Please write out every entry below exactly, leaving out any pictures.

=== RECORDS SUPPLIED ===

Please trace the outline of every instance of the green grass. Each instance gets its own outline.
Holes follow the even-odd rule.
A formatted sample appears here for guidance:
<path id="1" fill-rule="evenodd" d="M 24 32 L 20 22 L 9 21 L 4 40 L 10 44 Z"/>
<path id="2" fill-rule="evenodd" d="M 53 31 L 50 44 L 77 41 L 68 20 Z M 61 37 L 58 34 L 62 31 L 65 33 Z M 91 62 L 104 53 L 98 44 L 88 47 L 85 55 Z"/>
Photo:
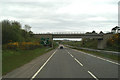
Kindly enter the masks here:
<path id="1" fill-rule="evenodd" d="M 119 45 L 119 44 L 117 44 L 117 46 L 118 46 L 118 45 Z M 105 48 L 105 50 L 120 52 L 120 46 L 118 46 L 118 47 L 108 46 L 108 47 Z"/>
<path id="2" fill-rule="evenodd" d="M 74 48 L 74 49 L 77 49 L 77 48 Z M 105 54 L 105 53 L 101 53 L 101 52 L 97 52 L 97 51 L 88 51 L 88 50 L 83 50 L 83 49 L 77 49 L 77 50 L 80 50 L 80 51 L 83 51 L 83 52 L 86 52 L 89 54 L 97 55 L 97 56 L 100 56 L 103 58 L 109 58 L 112 60 L 120 61 L 120 56 L 118 56 L 118 55 Z"/>
<path id="3" fill-rule="evenodd" d="M 98 40 L 89 40 L 85 41 L 84 45 L 82 44 L 82 41 L 69 41 L 69 42 L 64 42 L 63 44 L 70 45 L 70 46 L 75 46 L 75 47 L 83 47 L 83 48 L 90 48 L 90 49 L 98 49 Z M 120 52 L 120 45 L 119 43 L 114 43 L 113 45 L 108 45 L 105 47 L 103 50 L 108 50 L 108 51 L 117 51 Z"/>
<path id="4" fill-rule="evenodd" d="M 30 62 L 32 59 L 50 51 L 47 47 L 34 50 L 3 50 L 2 51 L 2 75 Z"/>
<path id="5" fill-rule="evenodd" d="M 97 49 L 98 42 L 97 42 L 97 40 L 89 40 L 89 41 L 85 42 L 84 45 L 82 45 L 81 41 L 79 41 L 79 42 L 75 42 L 75 41 L 74 42 L 66 42 L 64 44 L 74 46 L 74 47 Z M 114 44 L 114 45 L 116 45 L 116 44 Z M 105 53 L 102 53 L 102 52 L 88 51 L 88 50 L 84 50 L 84 49 L 78 49 L 78 50 L 81 50 L 83 52 L 90 53 L 90 54 L 93 54 L 93 55 L 98 55 L 100 57 L 105 57 L 105 58 L 110 58 L 110 59 L 113 59 L 113 60 L 116 60 L 116 61 L 120 61 L 120 56 L 118 56 L 118 55 L 105 54 Z M 118 48 L 115 47 L 115 46 L 108 46 L 104 50 L 119 52 Z"/>
<path id="6" fill-rule="evenodd" d="M 97 40 L 86 41 L 86 42 L 84 42 L 84 45 L 83 45 L 82 41 L 69 41 L 69 42 L 64 42 L 63 44 L 67 44 L 67 45 L 75 46 L 75 47 L 85 47 L 85 48 L 97 49 Z"/>

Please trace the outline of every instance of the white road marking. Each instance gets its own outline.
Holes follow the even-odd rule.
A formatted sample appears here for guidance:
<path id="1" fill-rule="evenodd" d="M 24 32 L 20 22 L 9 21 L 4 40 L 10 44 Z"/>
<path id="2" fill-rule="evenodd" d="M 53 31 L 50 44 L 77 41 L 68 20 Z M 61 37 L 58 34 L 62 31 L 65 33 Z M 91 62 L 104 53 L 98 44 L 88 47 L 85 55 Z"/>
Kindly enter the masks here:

===

▶ **ANSWER BOX**:
Please trace the outline of every instance of the green grass. Each instance gets its own outline.
Holes follow the even-odd rule.
A formatted sample appears here for guidance:
<path id="1" fill-rule="evenodd" d="M 24 32 L 20 22 L 9 21 L 4 40 L 10 44 Z"/>
<path id="2" fill-rule="evenodd" d="M 53 31 L 50 44 L 77 41 L 68 20 Z M 61 37 L 58 34 L 62 31 L 65 33 Z M 91 62 L 104 53 L 98 44 L 88 47 L 85 55 Z"/>
Photo:
Kindly enter the masks here:
<path id="1" fill-rule="evenodd" d="M 119 45 L 119 44 L 117 44 L 117 46 L 118 46 L 118 45 Z M 105 48 L 105 50 L 120 52 L 120 46 L 118 46 L 118 47 L 108 46 L 108 47 Z"/>
<path id="2" fill-rule="evenodd" d="M 74 48 L 74 49 L 77 49 L 77 48 Z M 105 54 L 105 53 L 101 53 L 101 52 L 97 52 L 97 51 L 88 51 L 88 50 L 83 50 L 83 49 L 77 49 L 77 50 L 80 50 L 80 51 L 83 51 L 83 52 L 86 52 L 89 54 L 97 55 L 97 56 L 100 56 L 103 58 L 109 58 L 112 60 L 120 61 L 120 56 L 118 56 L 118 55 Z"/>
<path id="3" fill-rule="evenodd" d="M 98 40 L 89 40 L 85 41 L 84 45 L 82 44 L 82 41 L 69 41 L 69 42 L 64 42 L 63 44 L 70 45 L 70 46 L 75 46 L 75 47 L 83 47 L 83 48 L 90 48 L 90 49 L 98 49 Z M 120 52 L 120 45 L 119 43 L 114 43 L 113 45 L 108 45 L 105 47 L 103 50 L 108 50 L 108 51 L 117 51 Z"/>
<path id="4" fill-rule="evenodd" d="M 30 62 L 32 59 L 50 51 L 47 47 L 34 50 L 3 50 L 2 51 L 2 75 Z"/>
<path id="5" fill-rule="evenodd" d="M 97 49 L 98 42 L 97 42 L 97 40 L 89 40 L 89 41 L 85 42 L 84 45 L 82 45 L 81 41 L 79 41 L 79 42 L 75 42 L 75 41 L 74 42 L 66 42 L 64 44 L 74 46 L 74 47 Z M 114 44 L 114 45 L 116 45 L 116 44 Z M 105 53 L 102 53 L 102 52 L 88 51 L 88 50 L 84 50 L 84 49 L 78 49 L 78 50 L 81 50 L 83 52 L 90 53 L 90 54 L 93 54 L 93 55 L 98 55 L 100 57 L 105 57 L 105 58 L 110 58 L 110 59 L 113 59 L 113 60 L 116 60 L 116 61 L 120 61 L 120 56 L 118 56 L 118 55 L 105 54 Z M 118 48 L 115 47 L 115 46 L 108 46 L 104 50 L 119 52 Z"/>
<path id="6" fill-rule="evenodd" d="M 97 40 L 86 41 L 86 42 L 84 42 L 84 45 L 83 45 L 82 41 L 69 41 L 69 42 L 64 42 L 63 44 L 67 44 L 67 45 L 75 46 L 75 47 L 85 47 L 85 48 L 97 49 Z"/>

Please trace the outline of every instance of the white road marking. Each instance gets its own outline.
Holes follow the even-odd rule.
A formatted sample appears here for guidance:
<path id="1" fill-rule="evenodd" d="M 24 32 L 20 22 L 9 21 L 4 40 L 10 44 Z"/>
<path id="2" fill-rule="evenodd" d="M 53 31 L 50 44 L 77 41 L 68 20 Z M 61 37 L 58 34 L 62 31 L 65 33 Z M 91 62 L 104 53 L 98 44 L 88 47 L 85 55 Z"/>
Kindly enter the masks here:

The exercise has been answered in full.